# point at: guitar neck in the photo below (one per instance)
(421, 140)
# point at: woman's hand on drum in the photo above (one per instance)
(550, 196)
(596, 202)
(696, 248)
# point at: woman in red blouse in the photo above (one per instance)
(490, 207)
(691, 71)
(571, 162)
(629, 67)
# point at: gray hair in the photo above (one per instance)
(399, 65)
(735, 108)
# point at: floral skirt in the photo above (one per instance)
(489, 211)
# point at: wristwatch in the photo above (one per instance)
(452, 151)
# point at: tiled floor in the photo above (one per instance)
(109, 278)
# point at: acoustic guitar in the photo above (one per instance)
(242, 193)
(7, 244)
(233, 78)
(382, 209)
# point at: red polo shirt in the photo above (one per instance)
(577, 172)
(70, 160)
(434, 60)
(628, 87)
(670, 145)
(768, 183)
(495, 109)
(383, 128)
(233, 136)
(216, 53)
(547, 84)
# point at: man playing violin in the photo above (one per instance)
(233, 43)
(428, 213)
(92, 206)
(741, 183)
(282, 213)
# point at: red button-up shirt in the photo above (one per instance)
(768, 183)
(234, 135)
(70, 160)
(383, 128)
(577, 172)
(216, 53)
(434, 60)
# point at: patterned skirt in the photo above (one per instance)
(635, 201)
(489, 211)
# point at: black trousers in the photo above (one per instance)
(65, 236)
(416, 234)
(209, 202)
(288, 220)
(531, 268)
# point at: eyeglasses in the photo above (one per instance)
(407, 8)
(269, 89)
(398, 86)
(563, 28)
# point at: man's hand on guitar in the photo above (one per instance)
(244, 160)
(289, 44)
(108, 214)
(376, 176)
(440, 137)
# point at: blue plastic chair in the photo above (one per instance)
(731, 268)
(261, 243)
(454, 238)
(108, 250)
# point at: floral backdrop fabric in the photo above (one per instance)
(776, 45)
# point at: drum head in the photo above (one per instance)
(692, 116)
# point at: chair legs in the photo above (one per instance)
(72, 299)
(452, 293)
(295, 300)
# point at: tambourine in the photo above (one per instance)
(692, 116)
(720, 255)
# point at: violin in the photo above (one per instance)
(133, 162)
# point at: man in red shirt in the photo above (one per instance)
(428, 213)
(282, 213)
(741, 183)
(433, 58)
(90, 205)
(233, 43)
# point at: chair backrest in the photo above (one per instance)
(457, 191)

WHAT YOU HAVE TO DO
Please pull out, word for word, the stretch of the records above from the line containing "# point at: floral backdrop" through the last line of the records.

RESULT FOR THIS TASK
# point at: floral backdrop fabric in the photo above (one per instance)
(776, 45)
# point at: drum head in the photo above (one per instance)
(692, 116)
# point at: chair legs in the photo above (one per instance)
(72, 299)
(452, 293)
(295, 300)
# point at: tambourine in the photo above (one per instance)
(692, 116)
(720, 255)
# point at: violin in the photo above (one per instance)
(133, 162)
# point at: man in red shirt in the photo above (one per instance)
(428, 213)
(282, 213)
(741, 183)
(433, 58)
(90, 205)
(233, 43)
# point at: chair backrest in the photo above (one per instance)
(457, 191)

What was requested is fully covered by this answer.